[Annotated coordinate records]
──────────────────────────────
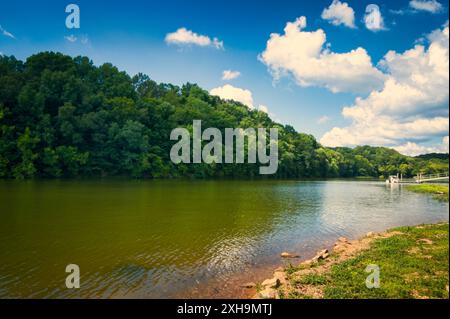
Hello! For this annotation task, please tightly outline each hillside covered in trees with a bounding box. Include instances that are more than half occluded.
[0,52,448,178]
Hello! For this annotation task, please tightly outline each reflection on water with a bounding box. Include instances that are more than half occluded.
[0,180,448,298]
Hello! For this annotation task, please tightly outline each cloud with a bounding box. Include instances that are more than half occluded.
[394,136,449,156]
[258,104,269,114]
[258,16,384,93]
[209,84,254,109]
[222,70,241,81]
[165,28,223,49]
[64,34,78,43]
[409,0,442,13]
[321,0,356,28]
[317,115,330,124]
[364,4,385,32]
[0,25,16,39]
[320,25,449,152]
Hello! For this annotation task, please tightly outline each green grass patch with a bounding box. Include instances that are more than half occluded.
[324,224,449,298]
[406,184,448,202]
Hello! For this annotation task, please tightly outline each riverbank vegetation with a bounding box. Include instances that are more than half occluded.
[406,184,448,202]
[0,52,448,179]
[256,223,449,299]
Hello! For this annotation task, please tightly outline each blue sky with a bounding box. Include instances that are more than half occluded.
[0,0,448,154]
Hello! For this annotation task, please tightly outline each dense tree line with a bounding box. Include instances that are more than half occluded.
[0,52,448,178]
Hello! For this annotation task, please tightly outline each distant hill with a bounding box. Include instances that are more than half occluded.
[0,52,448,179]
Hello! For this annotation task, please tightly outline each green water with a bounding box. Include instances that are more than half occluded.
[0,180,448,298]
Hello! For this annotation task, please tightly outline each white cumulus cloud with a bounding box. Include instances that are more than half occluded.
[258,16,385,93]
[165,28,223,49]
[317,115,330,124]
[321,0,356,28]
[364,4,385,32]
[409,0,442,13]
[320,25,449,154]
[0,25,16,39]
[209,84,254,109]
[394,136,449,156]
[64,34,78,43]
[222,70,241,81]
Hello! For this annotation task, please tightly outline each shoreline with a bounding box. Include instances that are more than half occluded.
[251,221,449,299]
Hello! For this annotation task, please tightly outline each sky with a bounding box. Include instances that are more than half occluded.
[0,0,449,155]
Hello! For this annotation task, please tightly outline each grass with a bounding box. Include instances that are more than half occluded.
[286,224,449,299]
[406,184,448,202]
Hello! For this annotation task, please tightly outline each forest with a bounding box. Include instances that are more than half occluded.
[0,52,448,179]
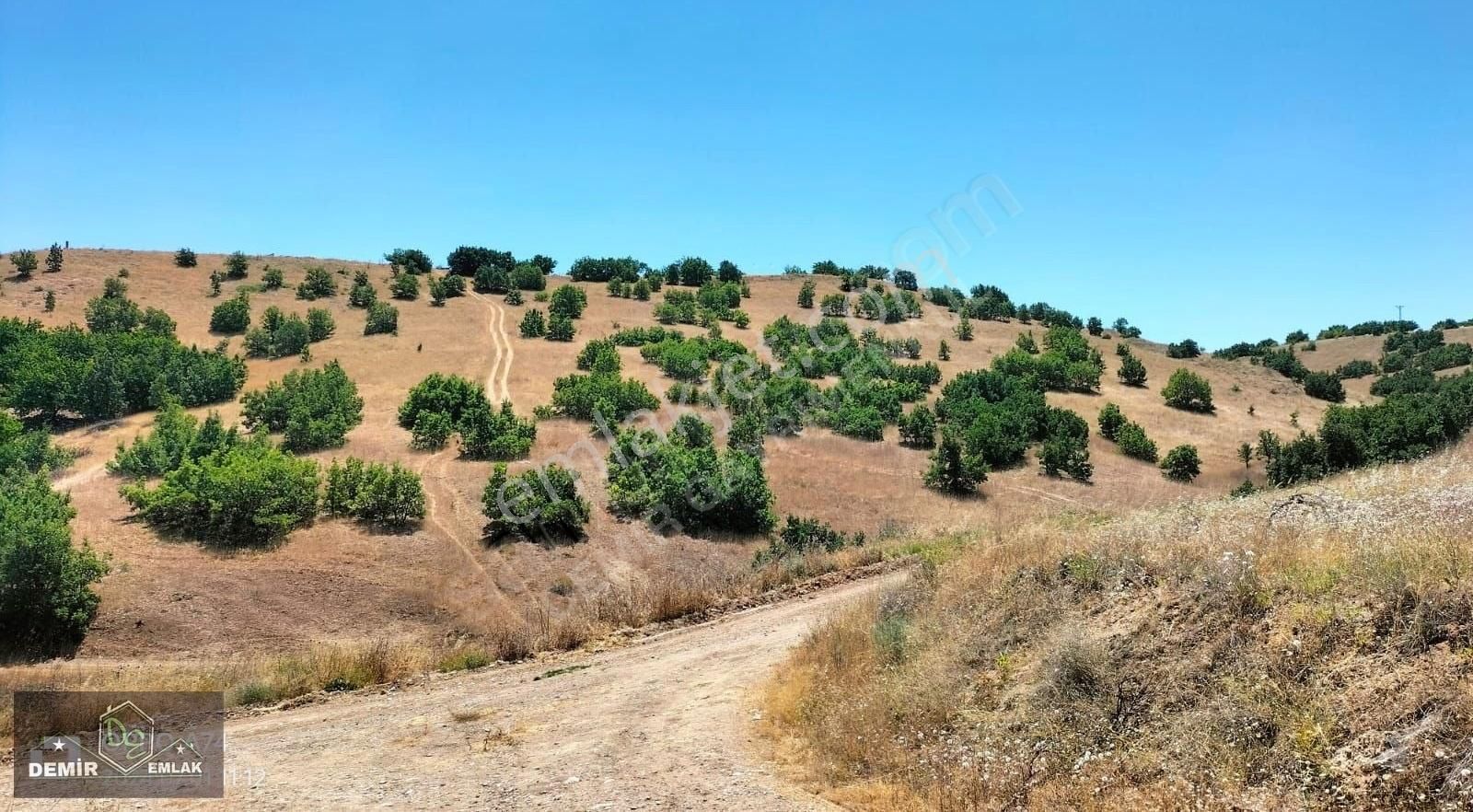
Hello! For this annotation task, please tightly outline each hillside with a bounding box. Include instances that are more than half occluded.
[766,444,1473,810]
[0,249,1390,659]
──────────────────────────────
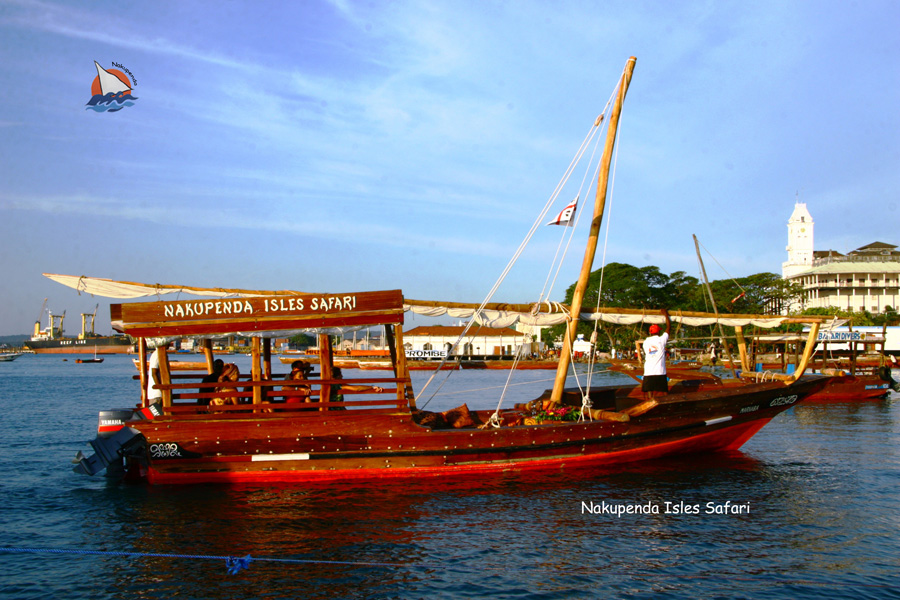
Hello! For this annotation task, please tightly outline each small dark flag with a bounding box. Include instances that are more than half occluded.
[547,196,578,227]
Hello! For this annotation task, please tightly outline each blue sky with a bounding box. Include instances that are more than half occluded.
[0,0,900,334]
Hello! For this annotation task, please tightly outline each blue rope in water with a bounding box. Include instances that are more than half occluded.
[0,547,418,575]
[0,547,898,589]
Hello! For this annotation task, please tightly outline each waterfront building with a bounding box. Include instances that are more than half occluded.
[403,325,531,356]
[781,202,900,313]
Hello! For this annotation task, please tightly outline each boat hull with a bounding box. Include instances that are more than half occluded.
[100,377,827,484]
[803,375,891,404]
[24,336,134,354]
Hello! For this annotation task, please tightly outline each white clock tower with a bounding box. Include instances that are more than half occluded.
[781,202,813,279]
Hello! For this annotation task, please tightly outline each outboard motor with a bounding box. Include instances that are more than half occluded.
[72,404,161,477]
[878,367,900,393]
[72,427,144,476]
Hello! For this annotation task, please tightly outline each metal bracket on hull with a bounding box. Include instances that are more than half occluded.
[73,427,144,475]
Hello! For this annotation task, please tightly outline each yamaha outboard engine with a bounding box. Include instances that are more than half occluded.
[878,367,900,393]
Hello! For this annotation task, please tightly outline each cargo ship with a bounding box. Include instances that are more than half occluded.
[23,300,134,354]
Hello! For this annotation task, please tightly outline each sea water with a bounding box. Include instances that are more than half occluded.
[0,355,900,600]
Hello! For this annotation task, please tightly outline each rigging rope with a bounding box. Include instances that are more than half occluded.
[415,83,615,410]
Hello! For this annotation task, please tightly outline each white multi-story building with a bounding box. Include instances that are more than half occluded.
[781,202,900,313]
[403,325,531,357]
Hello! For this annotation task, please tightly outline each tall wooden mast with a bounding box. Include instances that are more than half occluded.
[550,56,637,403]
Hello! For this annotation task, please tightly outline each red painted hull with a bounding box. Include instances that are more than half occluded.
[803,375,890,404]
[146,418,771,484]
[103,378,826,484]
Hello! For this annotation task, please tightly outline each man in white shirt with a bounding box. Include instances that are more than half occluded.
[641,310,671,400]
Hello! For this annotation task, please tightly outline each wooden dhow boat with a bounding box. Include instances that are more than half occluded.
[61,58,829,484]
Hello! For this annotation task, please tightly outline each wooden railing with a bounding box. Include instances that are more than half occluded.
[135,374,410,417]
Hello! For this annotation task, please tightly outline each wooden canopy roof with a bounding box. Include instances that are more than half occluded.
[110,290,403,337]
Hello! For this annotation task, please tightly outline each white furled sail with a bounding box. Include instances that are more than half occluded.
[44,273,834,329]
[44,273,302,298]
──────────────────────────────
**Task requirements**. Rescale the lines starting at the one containing "each wooden railing" and ending at the one containing "[44,273,302,298]": repeat them all, instruction lines included, multiplying every bounding box coordinate by 1.85 and rounding to whole numbers with halves rounded up. Give only those lines.

**Result of this task**.
Hello! For this annotation task, please tightly outline each wooden railing with a bounding box. Include instances that are more than half occluded.
[250,692,759,771]
Hello! For this annotation task, please tightly outline each wooden canopy roof with a bounding box. Include instances that are more than half occluded.
[204,537,746,623]
Hello! For this annotation task, please tightly outline each white furled sail with a bounding box. Include instances that are more than half occluded.
[81,505,1543,609]
[81,505,559,551]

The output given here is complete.